Given problem 1: According to the passage about Radiohead, which album is HTTT certainly more subdued than?
Given problem 2: Carry the passage about Radiohead forward from its last sentence.

Extract provided:
+ + + + +

Fair enough. What's less fair is the by-now fifthand brush he tries to use to tar Thom: "he's too sad." He goes off on this a lot, and it's almost not worth responding to, the suggestion being so hackneyed. Briefly, though: Radiohead can be a bit off-putting, and this hostile front is admirable in an indie-rock kind of way, but once you're in, it's pretty warm and welcoming and joyous and beautiful, to not a few people. HTTT might be a rainy-day album, but that doesn't mean it's sad necessarily; like the good album it is, it has a number of different moods, although it is certainly more subdued than, say, The Bends.

The new charge about Thom, though, is that he's too white. Whoa. Check it out:

While stray suggestions that Yorke's vocal equipment is operatic overstate a power and range dwarfed by Jeff Buckley's as well as Pavarotti's, they certainly get at what people love about him—a pained, transported intensity, pure up top with hints of hysterical grit below, that has as little Africa in it as a voice with those qualities can. Fraught and self-involved with no time for jokes, not asexual but otherwise occupied, and never ever common, this is the idealized voice of a pretentious college boy.

+ + + + +

Records of labeled boxes
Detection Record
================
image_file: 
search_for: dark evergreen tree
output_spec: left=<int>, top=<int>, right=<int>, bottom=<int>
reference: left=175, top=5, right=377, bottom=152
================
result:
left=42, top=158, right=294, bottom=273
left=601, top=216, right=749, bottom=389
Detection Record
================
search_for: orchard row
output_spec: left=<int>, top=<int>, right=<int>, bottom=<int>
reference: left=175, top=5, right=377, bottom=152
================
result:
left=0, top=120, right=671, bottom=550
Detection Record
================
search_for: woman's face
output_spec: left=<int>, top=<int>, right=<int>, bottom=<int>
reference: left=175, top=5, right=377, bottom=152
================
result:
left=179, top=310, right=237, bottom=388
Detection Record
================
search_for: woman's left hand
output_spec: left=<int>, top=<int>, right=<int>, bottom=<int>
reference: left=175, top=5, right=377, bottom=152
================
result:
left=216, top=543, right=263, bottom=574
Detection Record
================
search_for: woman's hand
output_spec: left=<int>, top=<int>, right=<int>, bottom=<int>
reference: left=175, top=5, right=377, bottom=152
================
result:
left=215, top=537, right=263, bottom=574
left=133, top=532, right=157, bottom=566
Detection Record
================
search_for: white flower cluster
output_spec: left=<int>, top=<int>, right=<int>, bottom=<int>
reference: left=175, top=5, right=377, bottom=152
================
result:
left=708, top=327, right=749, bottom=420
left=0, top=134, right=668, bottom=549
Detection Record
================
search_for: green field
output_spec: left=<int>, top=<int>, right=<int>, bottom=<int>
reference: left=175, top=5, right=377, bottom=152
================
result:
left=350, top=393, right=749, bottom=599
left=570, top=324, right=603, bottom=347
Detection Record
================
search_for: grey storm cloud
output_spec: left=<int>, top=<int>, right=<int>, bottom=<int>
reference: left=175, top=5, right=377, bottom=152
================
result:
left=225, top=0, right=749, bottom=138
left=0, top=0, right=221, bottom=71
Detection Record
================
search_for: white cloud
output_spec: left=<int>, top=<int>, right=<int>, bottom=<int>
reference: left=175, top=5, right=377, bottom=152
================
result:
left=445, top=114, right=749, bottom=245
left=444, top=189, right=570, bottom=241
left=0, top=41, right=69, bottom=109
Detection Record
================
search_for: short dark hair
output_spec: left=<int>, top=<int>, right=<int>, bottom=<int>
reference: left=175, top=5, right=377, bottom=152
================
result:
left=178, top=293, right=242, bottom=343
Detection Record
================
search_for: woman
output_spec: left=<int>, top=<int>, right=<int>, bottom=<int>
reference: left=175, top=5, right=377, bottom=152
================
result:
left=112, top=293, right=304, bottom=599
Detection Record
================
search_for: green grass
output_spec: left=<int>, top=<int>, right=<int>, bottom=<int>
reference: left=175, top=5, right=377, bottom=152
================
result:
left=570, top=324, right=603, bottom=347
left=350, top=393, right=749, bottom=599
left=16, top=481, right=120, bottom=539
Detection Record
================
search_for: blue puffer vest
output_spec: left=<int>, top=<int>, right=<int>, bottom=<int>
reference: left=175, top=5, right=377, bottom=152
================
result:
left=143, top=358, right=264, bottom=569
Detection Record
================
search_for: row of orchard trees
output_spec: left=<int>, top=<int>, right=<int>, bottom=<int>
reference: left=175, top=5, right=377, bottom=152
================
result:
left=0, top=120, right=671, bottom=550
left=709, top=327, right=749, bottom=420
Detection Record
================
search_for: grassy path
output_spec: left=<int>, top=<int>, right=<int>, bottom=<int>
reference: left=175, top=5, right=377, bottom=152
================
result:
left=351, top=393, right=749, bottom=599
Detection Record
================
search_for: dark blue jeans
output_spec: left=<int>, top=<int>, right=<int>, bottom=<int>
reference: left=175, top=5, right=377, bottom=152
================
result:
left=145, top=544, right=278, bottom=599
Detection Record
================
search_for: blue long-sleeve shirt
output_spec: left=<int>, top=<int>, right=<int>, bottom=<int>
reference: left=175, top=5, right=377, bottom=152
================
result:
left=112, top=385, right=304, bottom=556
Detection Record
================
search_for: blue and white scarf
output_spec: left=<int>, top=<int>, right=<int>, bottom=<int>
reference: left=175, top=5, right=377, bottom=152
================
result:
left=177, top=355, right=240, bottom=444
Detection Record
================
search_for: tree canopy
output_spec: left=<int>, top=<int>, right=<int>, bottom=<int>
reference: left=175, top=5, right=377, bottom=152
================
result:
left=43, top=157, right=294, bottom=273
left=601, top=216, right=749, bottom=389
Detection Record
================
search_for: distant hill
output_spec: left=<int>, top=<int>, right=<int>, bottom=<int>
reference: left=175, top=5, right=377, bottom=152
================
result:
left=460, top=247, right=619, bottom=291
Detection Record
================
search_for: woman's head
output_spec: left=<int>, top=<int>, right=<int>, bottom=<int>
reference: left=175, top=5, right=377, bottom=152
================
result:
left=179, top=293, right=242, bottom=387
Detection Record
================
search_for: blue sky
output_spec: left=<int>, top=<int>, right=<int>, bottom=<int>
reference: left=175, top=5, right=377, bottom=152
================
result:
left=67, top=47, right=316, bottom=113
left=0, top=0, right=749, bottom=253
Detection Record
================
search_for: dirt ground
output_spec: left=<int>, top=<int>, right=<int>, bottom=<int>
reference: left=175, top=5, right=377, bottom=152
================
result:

+ + + + +

Exercise output 1: The Bends.

Exercise output 2:
Yoinks. Hate a band because of its fans much? Christgau's losing me here--I never thought that "the idealized voice of a pretentious college boy" was at the helm of one of the biggest rock bands in the world; I thought it'd be more, say, a character in a Cassavettes film, or Kenneth Tynan or something. Anyway, what a sad misunderstanding of Thom's skillz. After all, HTTT is a good rainy-day album because it's comforting ("There There"), a warm blanket whose warmest bit (aside from the drums sometimes) is Thom's enveloping voice, and you and I both know that it warn't so warm round 'bout two albums ago. This album is a lot of "The Tourist"'s pat-pat warnings, politics as motherly concern rather than rants or apocolyptic warnings, because Thom is ambiguous enough about all this to know that even if you don't get on the anti-globalization bandwagon, going your own way is more important. It's not tragic, really, and it's not all that self-involved--he reasonably makes the point that one of his biggest reactions to "Creep" was to turn his concern outward, and I think he does that successfully here, where so many of the tracks are concered with a "you" or a "we" and with warnings and comfort and concern. And "no time for jokes"? Hippie, please. Check out "Wolf at the Door," which sounds, as Christgau says, fraught and self-involved and harrowing at first, but then read the lyrics and you see stuff like "get the flan in the face." Now if that ain't a joke, I don't know what is.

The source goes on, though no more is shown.